### THE TASK
Retype all of the items below verbatim, changing nothing.

### RECORDS
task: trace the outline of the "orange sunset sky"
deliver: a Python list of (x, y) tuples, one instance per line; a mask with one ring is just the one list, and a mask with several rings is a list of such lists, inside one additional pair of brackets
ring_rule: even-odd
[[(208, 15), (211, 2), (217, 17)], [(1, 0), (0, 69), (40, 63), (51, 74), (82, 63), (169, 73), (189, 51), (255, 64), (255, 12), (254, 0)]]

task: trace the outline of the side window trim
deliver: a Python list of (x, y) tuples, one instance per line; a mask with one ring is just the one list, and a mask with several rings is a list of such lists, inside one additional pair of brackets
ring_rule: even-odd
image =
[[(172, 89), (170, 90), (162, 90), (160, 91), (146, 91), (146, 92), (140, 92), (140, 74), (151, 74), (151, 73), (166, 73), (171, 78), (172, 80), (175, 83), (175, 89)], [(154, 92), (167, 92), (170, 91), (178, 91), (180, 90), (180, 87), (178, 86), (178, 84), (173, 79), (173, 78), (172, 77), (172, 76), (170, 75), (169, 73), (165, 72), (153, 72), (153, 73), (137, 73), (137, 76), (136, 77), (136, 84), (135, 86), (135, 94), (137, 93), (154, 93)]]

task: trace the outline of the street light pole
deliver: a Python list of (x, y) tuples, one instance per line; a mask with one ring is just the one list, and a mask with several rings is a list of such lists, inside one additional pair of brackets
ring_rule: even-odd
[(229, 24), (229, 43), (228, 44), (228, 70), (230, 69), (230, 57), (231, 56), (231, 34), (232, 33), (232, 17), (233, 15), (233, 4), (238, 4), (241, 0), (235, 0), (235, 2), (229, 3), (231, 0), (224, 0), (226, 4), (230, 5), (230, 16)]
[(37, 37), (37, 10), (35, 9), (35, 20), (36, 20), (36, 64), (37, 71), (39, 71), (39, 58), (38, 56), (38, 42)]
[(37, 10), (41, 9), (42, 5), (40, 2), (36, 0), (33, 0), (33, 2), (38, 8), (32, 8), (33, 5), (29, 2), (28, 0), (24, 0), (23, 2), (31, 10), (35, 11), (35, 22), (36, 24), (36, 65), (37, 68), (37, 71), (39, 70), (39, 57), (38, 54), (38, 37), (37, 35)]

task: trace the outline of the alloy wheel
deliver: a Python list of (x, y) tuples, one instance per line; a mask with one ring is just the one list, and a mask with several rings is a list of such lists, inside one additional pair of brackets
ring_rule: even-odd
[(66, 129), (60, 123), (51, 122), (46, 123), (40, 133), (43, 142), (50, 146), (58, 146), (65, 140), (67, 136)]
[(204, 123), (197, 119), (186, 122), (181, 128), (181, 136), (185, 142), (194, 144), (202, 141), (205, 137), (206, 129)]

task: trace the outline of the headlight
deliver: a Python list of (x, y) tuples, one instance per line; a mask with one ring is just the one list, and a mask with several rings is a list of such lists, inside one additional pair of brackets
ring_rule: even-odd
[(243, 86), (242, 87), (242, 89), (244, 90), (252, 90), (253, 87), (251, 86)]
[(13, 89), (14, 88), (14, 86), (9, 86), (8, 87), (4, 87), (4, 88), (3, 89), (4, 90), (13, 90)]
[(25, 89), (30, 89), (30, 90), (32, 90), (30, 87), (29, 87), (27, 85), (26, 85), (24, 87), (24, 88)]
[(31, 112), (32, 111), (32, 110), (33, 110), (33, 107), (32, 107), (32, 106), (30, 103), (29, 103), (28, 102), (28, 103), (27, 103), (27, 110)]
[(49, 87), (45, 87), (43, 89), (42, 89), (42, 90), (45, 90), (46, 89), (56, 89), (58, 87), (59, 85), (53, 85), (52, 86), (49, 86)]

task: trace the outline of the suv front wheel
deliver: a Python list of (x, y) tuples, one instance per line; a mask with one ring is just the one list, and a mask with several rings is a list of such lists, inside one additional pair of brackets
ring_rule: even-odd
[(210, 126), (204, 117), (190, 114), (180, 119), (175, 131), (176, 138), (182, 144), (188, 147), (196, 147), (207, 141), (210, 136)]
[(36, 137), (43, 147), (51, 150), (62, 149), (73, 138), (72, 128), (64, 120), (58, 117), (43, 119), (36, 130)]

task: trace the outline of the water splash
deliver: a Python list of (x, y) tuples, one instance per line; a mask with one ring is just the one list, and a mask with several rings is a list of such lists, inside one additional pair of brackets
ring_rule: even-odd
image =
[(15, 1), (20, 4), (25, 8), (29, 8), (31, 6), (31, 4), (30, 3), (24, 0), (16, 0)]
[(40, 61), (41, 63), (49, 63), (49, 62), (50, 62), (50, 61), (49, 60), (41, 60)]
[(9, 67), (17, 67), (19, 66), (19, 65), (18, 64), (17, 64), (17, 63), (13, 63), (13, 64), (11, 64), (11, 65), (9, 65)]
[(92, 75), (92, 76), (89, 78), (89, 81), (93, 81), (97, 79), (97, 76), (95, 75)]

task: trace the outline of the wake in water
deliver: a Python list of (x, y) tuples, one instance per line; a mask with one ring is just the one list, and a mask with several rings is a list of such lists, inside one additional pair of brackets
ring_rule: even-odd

### WRITTEN ANSWER
task: trace the outline of the "orange sunset sky"
deliver: a Python list of (x, y) tuples, one instance per line; a mask with one ring is just the one list, and a mask with several rings is a list of such lists, inside one additional pair of brackets
ring_rule: even-odd
[[(208, 15), (211, 2), (217, 17)], [(1, 0), (0, 69), (40, 63), (51, 74), (82, 63), (169, 73), (189, 51), (255, 64), (255, 12), (254, 0)]]

task: trace the outline of the side window trim
deliver: a Python list of (x, y) tuples, one instance per line; a mask with one ring is just the one list, and a mask with several rings is a list of such lists, inside one additional pair of brackets
ring_rule: even-odd
image =
[[(172, 89), (170, 90), (162, 90), (160, 91), (146, 91), (146, 92), (140, 92), (140, 74), (151, 74), (151, 73), (166, 73), (171, 78), (172, 80), (175, 83), (175, 89)], [(154, 92), (167, 92), (170, 91), (178, 91), (180, 90), (180, 87), (178, 86), (178, 84), (173, 79), (173, 78), (172, 77), (172, 76), (170, 75), (169, 73), (165, 72), (153, 72), (153, 73), (137, 73), (137, 76), (136, 77), (136, 84), (135, 86), (135, 94), (137, 93), (154, 93)]]

task: trace the outline of the street light pole
deliver: a Python list of (x, y) tuples, one instance per line; a mask with one ring is just the one list, and a mask with several rings is a list of such lists, inside one additional pair of brackets
ring_rule: even-odd
[(229, 24), (229, 43), (228, 44), (228, 70), (230, 69), (230, 57), (231, 56), (231, 34), (232, 33), (232, 17), (233, 15), (233, 4), (238, 4), (241, 0), (235, 0), (235, 2), (229, 3), (231, 0), (224, 0), (226, 4), (230, 5), (230, 16)]
[(37, 37), (37, 10), (35, 9), (35, 20), (36, 20), (36, 64), (37, 71), (39, 71), (39, 58), (38, 56), (38, 42)]
[(37, 10), (41, 9), (42, 5), (40, 2), (36, 0), (33, 0), (33, 2), (38, 8), (32, 8), (33, 5), (29, 2), (28, 0), (24, 0), (23, 2), (31, 10), (35, 11), (35, 22), (36, 24), (36, 65), (37, 68), (37, 71), (39, 70), (39, 57), (38, 54), (38, 37), (37, 35)]

task: trace the outline of the alloy wheel
deliver: a Python list of (x, y) tuples, one instance per line; a mask with one ring is just the one list, and a mask with several rings is a list of such lists, inside one additional pair of brackets
ring_rule: even-odd
[(66, 129), (60, 123), (51, 122), (46, 123), (40, 133), (43, 142), (50, 146), (58, 146), (65, 140), (67, 136)]
[(204, 123), (197, 119), (186, 122), (181, 128), (181, 136), (185, 142), (194, 144), (202, 141), (205, 137), (206, 129)]

task: trace the outline of the headlight
deliver: a Python list of (x, y) tuples, one instance per line; a mask with one ring is just the one list, and a mask with several rings is a list of such lists, inside one additional pair of brackets
ring_rule: even-odd
[(243, 86), (242, 87), (242, 89), (244, 90), (252, 90), (253, 87), (251, 86)]
[(13, 89), (14, 88), (14, 86), (9, 86), (8, 87), (4, 87), (4, 88), (3, 89), (4, 90), (13, 90)]
[(25, 89), (30, 89), (30, 90), (32, 90), (30, 87), (29, 87), (27, 85), (26, 85), (24, 87), (24, 88)]
[(31, 112), (32, 111), (32, 110), (33, 110), (33, 107), (32, 107), (32, 106), (30, 103), (29, 103), (28, 102), (28, 103), (27, 103), (27, 110)]
[(49, 87), (45, 87), (43, 89), (42, 89), (42, 90), (45, 90), (46, 89), (56, 89), (58, 87), (59, 85), (53, 85), (52, 86), (49, 86)]

task: trace the outline of the suv front wheel
deliver: a Python list of (x, y) tuples, one instance per line; a mask with one ring is just the one list, and a mask with several rings is a list of such lists, inside one additional pair of brackets
ring_rule: even-odd
[(210, 126), (204, 117), (190, 114), (180, 119), (175, 131), (176, 138), (182, 144), (188, 147), (196, 147), (207, 141), (210, 136)]
[(36, 137), (43, 147), (51, 150), (62, 149), (73, 138), (72, 128), (64, 120), (58, 117), (43, 119), (36, 130)]

task: trace the outline of the water splash
deliver: a Python list of (x, y) tuples, one instance per line; a mask with one ring is just the one list, and a mask with several rings is a list of such lists, inside one additional pair of brackets
ring_rule: even-odd
image =
[(15, 1), (20, 4), (25, 8), (29, 8), (31, 6), (31, 4), (30, 3), (24, 0), (16, 0)]
[(40, 61), (41, 63), (49, 63), (49, 62), (50, 62), (50, 61), (49, 60), (41, 60)]
[(9, 67), (17, 67), (19, 66), (19, 65), (18, 64), (17, 64), (17, 63), (13, 63), (13, 64), (11, 64), (11, 65), (9, 65)]
[(92, 75), (92, 76), (89, 78), (89, 81), (93, 81), (97, 79), (97, 76), (95, 75)]

task: trace the outline of the wake in water
deliver: a Python list of (x, y) tuples, one instance per line; a mask with one ring is just the one list, and a mask with several rings is a list of such lists, inside one additional pair of brackets
ring_rule: even-odd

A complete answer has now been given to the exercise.